##### ФРАГМЕНТ ТЕКСТА #####
ВП: Почему вообще возможно сравнение советского и американского кино?
МТ: Началось это давно. Мы с Юрой Ханютиным работали над фильмом «Обыкновенный фашизм». Смотреть немецкую хронику было сложно, все это было под грифом «секретно». Гораздо проще оказалось в том же самом спецхране смотреть игровые немецкие фильмы. Когда мы с Юрой посмотрели там с десяток фильмов, мы совершенно обалдели. Это же просто советское кино! Похожие сюжеты, похожие герои, похожие модели.
Когда мы показали несколько фильмов Михаилу Ильичу Ромму, он сказал:
– А где там фашисты?
Мы стали объяснять:
– Никто же не думает о себе: «Я плохой». Мы о себе говорим: «Мы хорошие», и они о себе говорят, что они хорошие.
Ромма это не убедило, и он решил не использовать игровое кино. Я до сих пор думаю, что версия, построенная на игровых немецких фильмах, была бы вполне возможна, но в конце концов наш «Обыкновенный фашизм» был построен на хронике.
Прошло много лет, умер Юра, умер Михаил Ильич, от этой компании осталась я одна. Наступил восемьдесят девятый год – гласность, перестройка и т. д. Мне говорят:
– Майя, будет международный кинофестиваль в Москве. Какую ретроспективу ты бы хотела сделать?
– У меня есть заветная мечта, – говорю я. – Ретроспектива советского и нацистского кино.
Мы с Кириллом Разлоговым7 начали отбирать фильмы и сделали четырнадцать программ. Нацистское кино отличалось от советского тем, что у них было огромное количество чисто развлекательных фильмов и очень немного идеологических. Но структурно эти идеологические фильмы образовывали такую же «вертикаль», как и у нас.
Меня всегда раздражала одна вещь – и тогда, и теперь. Мы сами всегда рассматривали все свое – литературу, кино, все на свете – как что-то особенное. Мы были «необыкновенные», «неповторимые», ни у кого другого такого не было и быть не могло. Кстати сказать, немцы с которыми я много на эту тему спорила, мне говорили примерно то же самое: «Вы релятивизируете фашизм, а его нельзя релятивизировать». В каком-то смысле его действительно нельзя релятивизировать, но при этом он все-таки очень похож на многое другое. Когда я писала хорошо тебе известную книжку «Герои „безгеройного времени“», мои побуждения были советские. Структура того, о чем я писала, была советская. Но серьезно анализировать советское тогда было нельзя. Поэтому-то и твою диссертацию нельзя было ни защитить, ни опубликовать в СССР.
Я исследовала что-то, что происходит в мире, исходя из своего внутреннего советского опыта. И тогда я поняла одну странную вещь, которая заключается в следующем: причины могут быть разные, даже противоположные, а следствия часто получаются те же самые. Например, молодежные движения 60‐х годов. Это было движение парижских студентов, вполне белых, вполне обеспеченных, которые восстали против старых ценностей. Это было не от бедности, это было от богатства. В России было то же самое, но это было от бедности.
ВП: На западе они восстали против потребительского общества, а в России они восстали за потребительское общество.
##### ВХОДНЫЕ ЗАПИСИ #####
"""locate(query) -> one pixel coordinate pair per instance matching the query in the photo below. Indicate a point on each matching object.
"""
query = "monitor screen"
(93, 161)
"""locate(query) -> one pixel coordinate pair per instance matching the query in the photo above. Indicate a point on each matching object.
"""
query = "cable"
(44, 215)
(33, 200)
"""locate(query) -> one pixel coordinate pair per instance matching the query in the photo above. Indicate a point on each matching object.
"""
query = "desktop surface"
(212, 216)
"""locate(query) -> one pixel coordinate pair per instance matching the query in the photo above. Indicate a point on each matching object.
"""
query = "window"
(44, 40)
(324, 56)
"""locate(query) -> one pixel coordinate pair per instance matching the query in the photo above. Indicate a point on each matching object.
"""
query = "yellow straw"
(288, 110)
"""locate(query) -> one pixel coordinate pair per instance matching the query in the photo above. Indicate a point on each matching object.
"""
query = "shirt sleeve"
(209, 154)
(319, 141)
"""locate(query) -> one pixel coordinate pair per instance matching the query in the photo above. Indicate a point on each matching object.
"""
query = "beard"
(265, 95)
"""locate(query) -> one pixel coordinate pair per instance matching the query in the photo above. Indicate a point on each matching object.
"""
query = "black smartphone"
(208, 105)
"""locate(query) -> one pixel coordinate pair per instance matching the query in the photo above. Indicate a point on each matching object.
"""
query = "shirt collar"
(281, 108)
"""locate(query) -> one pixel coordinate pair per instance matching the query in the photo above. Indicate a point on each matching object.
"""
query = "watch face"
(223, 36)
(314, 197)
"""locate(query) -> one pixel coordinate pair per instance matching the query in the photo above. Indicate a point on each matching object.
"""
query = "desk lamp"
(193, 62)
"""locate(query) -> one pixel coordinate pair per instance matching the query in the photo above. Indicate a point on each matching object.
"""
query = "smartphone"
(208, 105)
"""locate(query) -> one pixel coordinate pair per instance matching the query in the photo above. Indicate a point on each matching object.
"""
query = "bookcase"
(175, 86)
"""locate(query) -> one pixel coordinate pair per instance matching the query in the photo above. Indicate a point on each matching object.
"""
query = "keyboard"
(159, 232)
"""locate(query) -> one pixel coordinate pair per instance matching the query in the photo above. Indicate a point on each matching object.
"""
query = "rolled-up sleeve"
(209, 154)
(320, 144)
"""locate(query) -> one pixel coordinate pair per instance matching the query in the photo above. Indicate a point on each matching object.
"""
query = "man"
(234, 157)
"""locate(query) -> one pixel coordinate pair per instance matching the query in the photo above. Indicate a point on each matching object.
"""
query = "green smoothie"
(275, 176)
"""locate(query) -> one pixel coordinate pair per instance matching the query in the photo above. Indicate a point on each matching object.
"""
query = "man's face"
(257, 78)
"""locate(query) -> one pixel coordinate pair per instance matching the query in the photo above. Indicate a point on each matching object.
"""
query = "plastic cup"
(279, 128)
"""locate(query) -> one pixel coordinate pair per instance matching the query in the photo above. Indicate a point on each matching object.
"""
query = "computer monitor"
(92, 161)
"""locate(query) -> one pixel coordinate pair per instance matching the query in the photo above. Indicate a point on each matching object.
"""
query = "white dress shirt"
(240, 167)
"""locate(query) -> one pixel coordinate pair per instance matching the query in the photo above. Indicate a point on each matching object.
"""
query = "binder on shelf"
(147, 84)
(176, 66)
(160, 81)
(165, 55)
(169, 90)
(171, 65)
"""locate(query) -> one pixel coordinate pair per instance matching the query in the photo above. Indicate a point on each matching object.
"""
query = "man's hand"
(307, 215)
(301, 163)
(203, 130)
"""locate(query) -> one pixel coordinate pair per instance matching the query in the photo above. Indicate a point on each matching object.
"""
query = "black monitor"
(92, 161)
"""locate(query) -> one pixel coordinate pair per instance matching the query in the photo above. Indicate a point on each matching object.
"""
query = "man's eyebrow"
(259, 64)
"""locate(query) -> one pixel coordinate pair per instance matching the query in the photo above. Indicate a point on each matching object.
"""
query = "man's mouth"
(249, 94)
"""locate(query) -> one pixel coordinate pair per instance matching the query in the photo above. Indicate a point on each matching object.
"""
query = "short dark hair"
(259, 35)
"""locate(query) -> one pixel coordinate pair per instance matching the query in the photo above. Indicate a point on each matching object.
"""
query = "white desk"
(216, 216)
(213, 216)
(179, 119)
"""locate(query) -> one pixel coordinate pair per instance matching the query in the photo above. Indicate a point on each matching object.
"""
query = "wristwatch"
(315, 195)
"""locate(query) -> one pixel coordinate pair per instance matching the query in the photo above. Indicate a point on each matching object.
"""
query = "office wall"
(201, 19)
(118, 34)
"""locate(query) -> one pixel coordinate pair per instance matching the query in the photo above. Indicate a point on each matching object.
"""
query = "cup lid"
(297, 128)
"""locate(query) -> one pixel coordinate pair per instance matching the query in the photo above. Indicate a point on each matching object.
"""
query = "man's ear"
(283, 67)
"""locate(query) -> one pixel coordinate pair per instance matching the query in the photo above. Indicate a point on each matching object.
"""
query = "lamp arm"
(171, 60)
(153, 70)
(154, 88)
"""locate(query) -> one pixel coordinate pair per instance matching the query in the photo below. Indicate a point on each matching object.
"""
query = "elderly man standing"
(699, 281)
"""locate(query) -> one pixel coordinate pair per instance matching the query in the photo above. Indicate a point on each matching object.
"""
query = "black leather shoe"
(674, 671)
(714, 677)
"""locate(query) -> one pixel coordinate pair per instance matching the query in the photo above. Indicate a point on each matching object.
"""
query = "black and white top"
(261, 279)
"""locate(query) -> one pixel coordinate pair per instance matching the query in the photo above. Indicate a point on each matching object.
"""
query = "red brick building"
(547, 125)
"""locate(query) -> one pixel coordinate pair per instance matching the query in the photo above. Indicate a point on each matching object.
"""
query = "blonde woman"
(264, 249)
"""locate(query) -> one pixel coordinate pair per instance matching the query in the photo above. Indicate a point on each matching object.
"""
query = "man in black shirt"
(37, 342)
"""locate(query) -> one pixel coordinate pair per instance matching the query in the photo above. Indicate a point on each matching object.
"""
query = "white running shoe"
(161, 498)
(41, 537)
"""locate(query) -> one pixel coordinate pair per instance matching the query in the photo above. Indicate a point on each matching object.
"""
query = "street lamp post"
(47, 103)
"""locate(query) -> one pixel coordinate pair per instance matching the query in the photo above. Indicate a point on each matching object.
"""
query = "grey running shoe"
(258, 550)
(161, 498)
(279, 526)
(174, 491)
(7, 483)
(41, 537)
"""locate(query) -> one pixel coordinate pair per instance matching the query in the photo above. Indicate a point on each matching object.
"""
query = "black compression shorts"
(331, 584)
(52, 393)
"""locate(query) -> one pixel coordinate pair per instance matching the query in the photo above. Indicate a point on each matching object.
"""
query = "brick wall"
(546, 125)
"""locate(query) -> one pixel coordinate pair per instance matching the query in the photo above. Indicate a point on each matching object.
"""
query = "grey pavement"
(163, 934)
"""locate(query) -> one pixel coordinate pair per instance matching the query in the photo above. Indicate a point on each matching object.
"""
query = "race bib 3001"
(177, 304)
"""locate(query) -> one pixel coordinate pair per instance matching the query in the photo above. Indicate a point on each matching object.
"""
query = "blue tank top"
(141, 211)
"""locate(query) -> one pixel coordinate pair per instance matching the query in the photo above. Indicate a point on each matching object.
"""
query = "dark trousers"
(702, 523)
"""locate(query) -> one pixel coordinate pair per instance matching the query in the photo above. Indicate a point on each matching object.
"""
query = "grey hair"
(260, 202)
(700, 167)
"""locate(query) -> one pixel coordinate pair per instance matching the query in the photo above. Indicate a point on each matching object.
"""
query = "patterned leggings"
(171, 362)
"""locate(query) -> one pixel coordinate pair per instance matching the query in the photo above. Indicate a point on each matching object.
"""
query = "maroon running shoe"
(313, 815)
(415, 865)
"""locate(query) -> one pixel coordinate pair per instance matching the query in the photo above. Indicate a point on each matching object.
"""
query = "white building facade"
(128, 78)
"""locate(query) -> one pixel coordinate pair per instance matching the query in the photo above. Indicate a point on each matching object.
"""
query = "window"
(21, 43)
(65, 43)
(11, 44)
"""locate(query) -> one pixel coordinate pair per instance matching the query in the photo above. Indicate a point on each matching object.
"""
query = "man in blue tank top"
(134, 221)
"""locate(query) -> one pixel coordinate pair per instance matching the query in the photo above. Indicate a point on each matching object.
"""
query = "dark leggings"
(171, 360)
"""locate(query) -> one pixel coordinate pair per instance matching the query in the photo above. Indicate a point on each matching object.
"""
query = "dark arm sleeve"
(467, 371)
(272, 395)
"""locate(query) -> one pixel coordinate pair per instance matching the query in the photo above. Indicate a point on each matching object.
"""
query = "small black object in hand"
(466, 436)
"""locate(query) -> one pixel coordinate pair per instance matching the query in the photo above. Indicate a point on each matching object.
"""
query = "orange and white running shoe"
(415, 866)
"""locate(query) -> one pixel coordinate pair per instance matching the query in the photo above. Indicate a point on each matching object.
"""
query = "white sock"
#####
▶ [ЗАДАНИЯ]
1. Объясните по фрагменту текста, почему диссертацию ВП нельзя было ни защитить, ни опубликовать в СССР. Ответ дайте в одном-двух предложениях.
2. Подсчитайте, сколько строк в записях содержат строку «blue». Регистр учитывается.

▶ [ОТВЕТЫ К ЗАДАНИЯМ]
1. В то время серьезно анализировать советское было нельзя, поэтому диссертацию ВП нельзя было ни защитить, ни опубликовать в СССР.

2. 2